──────── Selected text

5. Duty of Care:
Economic Loss
1.
What are the three main elements necessary for a situation
to be covered by Hedley Byrne-type liability in tort?
A special relationship,
reliance and that reliance being reasonable.
2.
Which case outlines an exception to the rule that,
generally, social situations do not give rise to a special relationship?
Chaudhry v Prabhaker
3.
What was the nature of the claimant's actionable damage
in McFarlane v Tayside Health Board?
Wrongful birth
4.
Which case is generally regarded as the ‘high-water’ mark
of liability for economic loss in negligence?
Junior Books v Veitchi
Co Ltd
5.
Which of their Lordships in Caparo outlined
the five particular circumstances in which liability for economic loss can lie?
Lord Oliver
6.
The courts are reluctant to allow claims for economic loss
in tort generally because they say that claimants will often have a more
appropriate form of redress; what is this?

────────────────
──────── Information shown

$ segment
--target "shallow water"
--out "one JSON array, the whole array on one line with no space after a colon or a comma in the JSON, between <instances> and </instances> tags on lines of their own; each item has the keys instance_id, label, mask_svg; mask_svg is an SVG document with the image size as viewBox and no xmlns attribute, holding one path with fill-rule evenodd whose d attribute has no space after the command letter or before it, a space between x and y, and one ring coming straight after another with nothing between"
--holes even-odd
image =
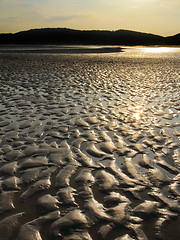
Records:
<instances>
[{"instance_id":1,"label":"shallow water","mask_svg":"<svg viewBox=\"0 0 180 240\"><path fill-rule=\"evenodd\" d=\"M177 240L179 64L179 48L1 53L0 238Z\"/></svg>"}]
</instances>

────────────────

Given problem
Using the duty of care text, answer these:
(a) Which case does it name as the 'high-water' mark of liability for economic loss in negligence?
(b) Which of their Lordships in Caparo does it say set out the five circumstances in which liability for economic loss can lie?
(c) What does it give as the nature of the claimant's actionable damage in McFarlane v Tayside Health Board?
Draw only on the duty of care text and not on the data.

Reply to the exercise
(a) Junior Books v Veitchi Co Ltd
(b) Lord Oliver
(c) Wrongful birth